▶ _SELECTION_
/---
Joan also took a look at our younger beds. “To evaluate new plantings for fertilizer needs, there are slightly different strategies depending on the age of the planting and whether the planting was made from pressed in vines or using rooted cuttings,” she says. “The general philosophy for management is to focus on root development in the first year, then shoots the following year, and then beginning fruit production in year three. If the beds are not well established by year three, it is best to maintain practices to minimize fruit set. The reason for this is that fruit production requires many of the plant’s resources (nutrients, water, carbohydrates) and setting a significant crop prior to plant establishment will delay the ability to get to the desired situation where the roots/shoots/fruit are in equilibrium and can sustain long term production. Using rooted cuttings means that while the plant must still develop a root system in the soil it is planted into, it does not need to utilize the matter stored in the leaves and wood to initiate and grow leaves – this has already occurred. Thus, when rooted cuttings are planted, there is about 1/2 of a growing season “gained”, however it still remains best for focus on roots plus runner development in years 1 & 2. This is an advantage over the use of pressed in vines, where there is a ‘cost’ to the cutting to establish the root system.”

“We’re all kind of learning the nutritional requirements for new Rutgers hybrids along with her,” Mike says. “We’ve been slowly increasing the amount of fertilizer from year to year, which makes sense since the newer varieties were bred to produce a larger crop. For example, with a bed of Early Blacks, we might put 25 lbs of nitrogen per acre, but double that for Crimson Queen.”

Overall, it was another productive visit with Joan, and we’re looking forward to seeing her again this summer!

Joan Davenport – May 2016 visit

This week, it was once again time to hear from one of our favorite visiting scientists, Dr. Joan Davenport! Joan, a former researcher for Ocean Spray, works with Pine Island Cranberry to provide guidance on fertilizer, water, and nutrients, as well as general PIICM management.

“This was an especially good visit, because there was a lot of education involved,” says manager Mike Haines. “We had a big group going out, with a mix of new and more experienced people, but everyone who was there really wanted to learn.” The team spent a day and a half with Joan walking through a variety of bogs on the property. “We looked at different varieties in different locations and looked at several factors,” Mike says. “One Stevens bed might need ten pounds of nitrogen, but we can’t assume the next bed needs the same. It depends on location, when the water comes off, is it an established bed or a young bed…all kinds of things.”

Tim Bourgeois and Matt Stiles both met Joan for the first time this year and say they really learned a lot. “Fertilizer applications and the specific requirements for cranberries are interesting to learn about,” Tim says. “The how, the what, the why. Cranberries are very different from other crops; they need less fertilizer than other crops do, and the water requirement is different, so you need a good, solid, accurate baseline for what stage they should be at by this point in the growing season. But Joan anticipated a lot of the questions I had in my head and answered as we went through everything, bog by bog.” He says it’s a work in progress: “I’m still trying to get a mental picture of what color plants should be during their normal growth stages so I can also know what problematic coloring looks like.” Matt agrees: “We seem to be on the right track with everything, and it was really informative; she showed us exactly what to look for.”
\---
▶ _RECORDS PROVIDED_
/---
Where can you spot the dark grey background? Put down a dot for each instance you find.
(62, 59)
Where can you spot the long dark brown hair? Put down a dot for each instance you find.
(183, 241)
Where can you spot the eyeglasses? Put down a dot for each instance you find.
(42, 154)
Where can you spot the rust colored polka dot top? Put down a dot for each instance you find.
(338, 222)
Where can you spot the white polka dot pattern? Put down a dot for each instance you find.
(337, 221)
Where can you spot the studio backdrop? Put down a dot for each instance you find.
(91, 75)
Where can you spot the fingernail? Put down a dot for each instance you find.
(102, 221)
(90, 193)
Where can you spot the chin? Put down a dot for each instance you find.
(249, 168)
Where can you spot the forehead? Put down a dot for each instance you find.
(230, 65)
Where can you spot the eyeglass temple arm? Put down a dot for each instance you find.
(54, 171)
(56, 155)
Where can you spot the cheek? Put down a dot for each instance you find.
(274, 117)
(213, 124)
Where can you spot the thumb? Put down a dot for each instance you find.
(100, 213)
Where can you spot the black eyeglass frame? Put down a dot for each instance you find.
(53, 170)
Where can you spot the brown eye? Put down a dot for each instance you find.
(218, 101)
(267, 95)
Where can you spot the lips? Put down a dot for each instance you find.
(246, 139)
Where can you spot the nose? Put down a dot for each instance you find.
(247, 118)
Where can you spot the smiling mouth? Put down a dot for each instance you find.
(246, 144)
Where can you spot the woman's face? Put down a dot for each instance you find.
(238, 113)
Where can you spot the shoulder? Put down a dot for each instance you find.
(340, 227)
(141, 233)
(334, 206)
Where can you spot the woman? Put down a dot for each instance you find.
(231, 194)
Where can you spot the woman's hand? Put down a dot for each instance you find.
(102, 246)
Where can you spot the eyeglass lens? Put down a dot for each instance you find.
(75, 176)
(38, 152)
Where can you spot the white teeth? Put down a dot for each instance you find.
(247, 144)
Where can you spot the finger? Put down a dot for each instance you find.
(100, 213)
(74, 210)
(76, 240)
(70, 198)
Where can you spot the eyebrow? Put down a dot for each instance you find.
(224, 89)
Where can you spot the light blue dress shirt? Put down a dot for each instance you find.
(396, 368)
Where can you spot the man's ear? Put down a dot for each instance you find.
\---
▶ _EXERCISE_
Print the passage from the cranberry fertilizer text above, starting at "Overall, it was" and ending at "general PIICM management.", copied word for word.

▶ _RESPONSE_
Overall, it was another productive visit with Joan, and we’re looking forward to seeing her again this summer!

Joan Davenport – May 2016 visit

This week, it was once again time to hear from one of our favorite visiting scientists, Dr. Joan Davenport! Joan, a former researcher for Ocean Spray, works with Pine Island Cranberry to provide guidance on fertilizer, water, and nutrients, as well as general PIICM management.